··· EXTRAIT DU TEXTE ···
Juger que le droit de rétractation est inapplicable au présent contrat, Madame [E] ayant contracté dans le champ de son activité principale et non pour des besoins personnels et domestiques,

Juger que Madame [E] ne justifie pas de manoeuvres dolosives,

Débouter Madame [E] de sa demande de caducité du contrat de location,

Juger la liquidation judiciaire de la société IME -anciennement Chrome Bureautique- sans conséquence sur la résiliation du contrat de location préalablement acquise par application de la clause résolutoire,

Débouter Madame [E] de sa demande de réduction de la clause pénale, dire et juger qu’elle n’est pas manifestement excessive,

Ordonner la restitution du matériel à la SAS Locam sous astreinte de 50euros par jour de retard aux frais de madame [E],

Ordonner la capitalisation des intérêts en vertu de l’article 1154 du code civil,

Condamner madame [E] aux entiers dépens.

L’ordonnance de clôture est intervenue le 21 septembre 2022.

Motifs :

Les parties sont en l’état d’un contrat conclu le 16 février 2016 dont Madame [Z] [E] a sollicité la résiliation par un courrier daté du 15 mars 2016. Elle invoque l’article L 121-16 I II dans sa rédaction applicable au présent contrat, du code de la consommation à l’appui de ses demandes.

Les dispositions du code de la consommation sus visées énoncent que la faculté de rétractation ouverte aux consommateurs par l’article L 121-21 du code de la consommation en vigueur jusqu’en juillet 2016, est étendue aux contrats conclus hors établissement entre deux professionnels dès lors que l’objet de ces contrats n’entre pas dans le champ de l’activité principale du professionnel sollicité et que le nombre de salariés employés par celui-ci est inférieur ou égal à cinq. Le consommateur dispose, selon le texte sus visé, d’un délai de quatorze jours pour exercer son droit de rétractation d’un contrat conclu à distance, à la suite d’un démarchage téléphonique ou hors établissement, sans avoir à motiver sa décision ni à supporter d’autres coûts que ceux prévus aux articles L. 121-21-3 à L. 121-21-5. Toute clause par laquelle le consommateur abandonne son droit de rétractation est nulle.
··· DONNÉES FOURNIES ···
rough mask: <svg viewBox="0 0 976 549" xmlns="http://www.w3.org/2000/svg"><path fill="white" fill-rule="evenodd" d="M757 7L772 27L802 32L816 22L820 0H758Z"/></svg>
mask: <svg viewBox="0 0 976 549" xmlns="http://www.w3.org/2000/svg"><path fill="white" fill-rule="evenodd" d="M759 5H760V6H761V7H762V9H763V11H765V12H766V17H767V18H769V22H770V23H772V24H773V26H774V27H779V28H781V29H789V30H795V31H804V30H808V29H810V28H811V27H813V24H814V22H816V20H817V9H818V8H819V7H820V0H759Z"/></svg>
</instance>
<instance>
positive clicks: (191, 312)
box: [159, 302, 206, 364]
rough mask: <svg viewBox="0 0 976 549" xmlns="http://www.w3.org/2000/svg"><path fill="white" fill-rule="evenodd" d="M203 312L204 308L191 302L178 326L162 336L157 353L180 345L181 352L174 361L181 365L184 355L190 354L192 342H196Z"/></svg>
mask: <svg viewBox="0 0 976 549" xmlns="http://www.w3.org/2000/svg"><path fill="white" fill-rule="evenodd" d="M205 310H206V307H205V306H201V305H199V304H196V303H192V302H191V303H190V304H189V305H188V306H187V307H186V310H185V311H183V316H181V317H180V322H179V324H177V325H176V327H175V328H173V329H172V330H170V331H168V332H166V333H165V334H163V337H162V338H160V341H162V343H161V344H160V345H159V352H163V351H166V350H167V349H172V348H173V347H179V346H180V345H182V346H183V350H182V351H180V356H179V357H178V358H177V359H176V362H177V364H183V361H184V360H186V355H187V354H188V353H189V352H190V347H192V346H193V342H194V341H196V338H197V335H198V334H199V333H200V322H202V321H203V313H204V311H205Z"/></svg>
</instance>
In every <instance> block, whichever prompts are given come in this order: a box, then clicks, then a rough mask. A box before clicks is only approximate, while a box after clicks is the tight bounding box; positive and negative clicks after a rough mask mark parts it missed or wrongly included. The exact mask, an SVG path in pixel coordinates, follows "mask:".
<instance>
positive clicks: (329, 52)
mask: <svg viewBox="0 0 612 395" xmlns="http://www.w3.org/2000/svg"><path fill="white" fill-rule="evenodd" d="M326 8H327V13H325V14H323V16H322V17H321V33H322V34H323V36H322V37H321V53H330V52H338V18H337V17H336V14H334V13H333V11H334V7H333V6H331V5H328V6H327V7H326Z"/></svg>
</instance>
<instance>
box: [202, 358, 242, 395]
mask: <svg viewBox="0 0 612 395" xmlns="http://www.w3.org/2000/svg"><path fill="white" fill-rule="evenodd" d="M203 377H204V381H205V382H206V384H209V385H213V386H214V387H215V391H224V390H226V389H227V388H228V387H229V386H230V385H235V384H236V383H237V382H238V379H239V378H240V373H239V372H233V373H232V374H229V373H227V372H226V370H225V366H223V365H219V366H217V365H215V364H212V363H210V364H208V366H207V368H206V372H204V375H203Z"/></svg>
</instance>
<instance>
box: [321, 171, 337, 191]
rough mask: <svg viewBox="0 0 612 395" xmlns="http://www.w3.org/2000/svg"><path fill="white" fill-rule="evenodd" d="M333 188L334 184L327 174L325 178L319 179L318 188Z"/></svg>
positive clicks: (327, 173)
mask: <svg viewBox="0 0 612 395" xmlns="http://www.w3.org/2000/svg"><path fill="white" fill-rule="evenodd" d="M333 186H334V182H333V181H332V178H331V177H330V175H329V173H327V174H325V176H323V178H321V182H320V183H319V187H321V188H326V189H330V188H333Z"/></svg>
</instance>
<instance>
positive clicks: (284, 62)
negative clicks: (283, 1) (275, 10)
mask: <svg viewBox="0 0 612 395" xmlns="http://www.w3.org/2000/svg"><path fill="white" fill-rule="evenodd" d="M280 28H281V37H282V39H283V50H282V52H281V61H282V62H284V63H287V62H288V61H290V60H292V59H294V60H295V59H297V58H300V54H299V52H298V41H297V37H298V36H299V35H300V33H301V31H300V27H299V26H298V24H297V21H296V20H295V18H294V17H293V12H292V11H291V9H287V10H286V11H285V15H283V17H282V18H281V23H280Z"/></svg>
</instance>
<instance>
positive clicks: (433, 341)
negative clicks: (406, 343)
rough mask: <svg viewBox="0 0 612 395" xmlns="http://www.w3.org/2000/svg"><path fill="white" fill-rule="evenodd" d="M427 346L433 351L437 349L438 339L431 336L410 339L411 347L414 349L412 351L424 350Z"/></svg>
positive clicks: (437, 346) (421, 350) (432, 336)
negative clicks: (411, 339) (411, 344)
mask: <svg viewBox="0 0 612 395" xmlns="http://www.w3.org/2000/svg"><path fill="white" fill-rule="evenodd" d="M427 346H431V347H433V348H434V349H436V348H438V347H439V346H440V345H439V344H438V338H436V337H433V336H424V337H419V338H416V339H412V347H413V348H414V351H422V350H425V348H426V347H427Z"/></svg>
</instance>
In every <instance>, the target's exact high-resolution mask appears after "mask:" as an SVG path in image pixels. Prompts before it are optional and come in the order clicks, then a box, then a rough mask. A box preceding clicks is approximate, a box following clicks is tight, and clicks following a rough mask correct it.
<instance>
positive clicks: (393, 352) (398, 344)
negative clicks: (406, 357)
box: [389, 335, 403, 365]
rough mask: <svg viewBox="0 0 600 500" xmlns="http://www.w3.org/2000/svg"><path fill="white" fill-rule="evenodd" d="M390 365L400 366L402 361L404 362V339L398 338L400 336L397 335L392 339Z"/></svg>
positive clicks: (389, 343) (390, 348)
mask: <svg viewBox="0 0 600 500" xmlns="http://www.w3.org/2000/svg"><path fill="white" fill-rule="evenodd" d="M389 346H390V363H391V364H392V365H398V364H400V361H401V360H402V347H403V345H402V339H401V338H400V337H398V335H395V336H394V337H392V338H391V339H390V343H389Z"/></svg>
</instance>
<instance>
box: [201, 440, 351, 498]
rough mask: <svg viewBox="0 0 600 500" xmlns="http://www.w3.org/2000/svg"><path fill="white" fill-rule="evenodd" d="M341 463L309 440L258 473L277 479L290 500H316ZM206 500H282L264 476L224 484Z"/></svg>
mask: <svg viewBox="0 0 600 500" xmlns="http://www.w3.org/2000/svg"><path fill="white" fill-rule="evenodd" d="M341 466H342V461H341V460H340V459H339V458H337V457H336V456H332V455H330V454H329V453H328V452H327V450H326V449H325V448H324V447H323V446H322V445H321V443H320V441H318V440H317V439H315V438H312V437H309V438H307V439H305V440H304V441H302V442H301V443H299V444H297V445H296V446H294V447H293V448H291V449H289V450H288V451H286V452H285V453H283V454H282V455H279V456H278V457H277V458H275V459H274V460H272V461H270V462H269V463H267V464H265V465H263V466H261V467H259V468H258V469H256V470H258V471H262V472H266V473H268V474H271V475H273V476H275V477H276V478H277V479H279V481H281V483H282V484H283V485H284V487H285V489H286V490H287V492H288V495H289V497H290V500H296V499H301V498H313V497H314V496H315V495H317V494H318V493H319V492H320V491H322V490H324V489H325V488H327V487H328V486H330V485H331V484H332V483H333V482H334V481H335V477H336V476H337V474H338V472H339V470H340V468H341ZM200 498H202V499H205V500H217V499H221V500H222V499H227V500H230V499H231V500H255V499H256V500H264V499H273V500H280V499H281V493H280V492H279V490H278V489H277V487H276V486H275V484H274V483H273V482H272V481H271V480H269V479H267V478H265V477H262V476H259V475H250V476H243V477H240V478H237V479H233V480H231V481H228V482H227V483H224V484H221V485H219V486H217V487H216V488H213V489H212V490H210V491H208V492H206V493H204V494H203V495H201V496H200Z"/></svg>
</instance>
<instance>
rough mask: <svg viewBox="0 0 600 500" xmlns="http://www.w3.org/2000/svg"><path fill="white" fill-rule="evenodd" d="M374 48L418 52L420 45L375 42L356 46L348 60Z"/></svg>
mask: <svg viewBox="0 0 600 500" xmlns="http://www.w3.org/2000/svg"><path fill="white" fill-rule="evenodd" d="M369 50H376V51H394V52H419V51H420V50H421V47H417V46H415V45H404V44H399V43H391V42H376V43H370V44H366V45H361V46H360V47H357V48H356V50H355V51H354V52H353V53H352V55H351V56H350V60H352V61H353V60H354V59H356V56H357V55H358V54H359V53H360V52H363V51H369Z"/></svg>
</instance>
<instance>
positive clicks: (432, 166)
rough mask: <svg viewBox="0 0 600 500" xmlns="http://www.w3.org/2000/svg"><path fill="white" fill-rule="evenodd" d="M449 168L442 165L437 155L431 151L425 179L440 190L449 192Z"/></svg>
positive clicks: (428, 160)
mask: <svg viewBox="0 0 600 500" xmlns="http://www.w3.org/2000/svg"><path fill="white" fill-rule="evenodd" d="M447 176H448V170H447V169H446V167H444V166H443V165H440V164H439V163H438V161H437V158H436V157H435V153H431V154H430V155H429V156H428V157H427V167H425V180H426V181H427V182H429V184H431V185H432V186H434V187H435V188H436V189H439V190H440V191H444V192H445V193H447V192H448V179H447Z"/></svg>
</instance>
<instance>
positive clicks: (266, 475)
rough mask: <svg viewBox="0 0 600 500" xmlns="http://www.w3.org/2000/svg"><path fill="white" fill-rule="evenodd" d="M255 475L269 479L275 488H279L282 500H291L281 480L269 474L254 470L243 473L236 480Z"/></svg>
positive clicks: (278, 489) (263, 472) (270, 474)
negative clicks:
···
- LISTE DES ACTIVITÉS
1. Transcrivez tout le passage de l'extrait qui va de « Ordonner la restitution » jusqu'à « 21 septembre 2022. ».
2. Répondez brièvement aux questions suivantes à partir de l'extrait.
(a) Quel montant d'astreinte par jour de retard est demandé pour la restitution du matériel ?
(b) À quelle date l'ordonnance de clôture est-elle intervenue ?
(c) De combien de jours le consommateur dispose-t-il pour exercer son droit de rétractation ?

- RÉPONSES AUX CONSIGNES
1.
Ordonner la restitution du matériel à la SAS Locam sous astreinte de 50euros par jour de retard aux frais de madame [E],

Ordonner la capitalisation des intérêts en vertu de l’article 1154 du code civil,

Condamner madame [E] aux entiers dépens.

L’ordonnance de clôture est intervenue le 21 septembre 2022.

2.
(a) 50 euros par jour de retard.
(b) Le 21 septembre 2022.
(c) Quatorze jours.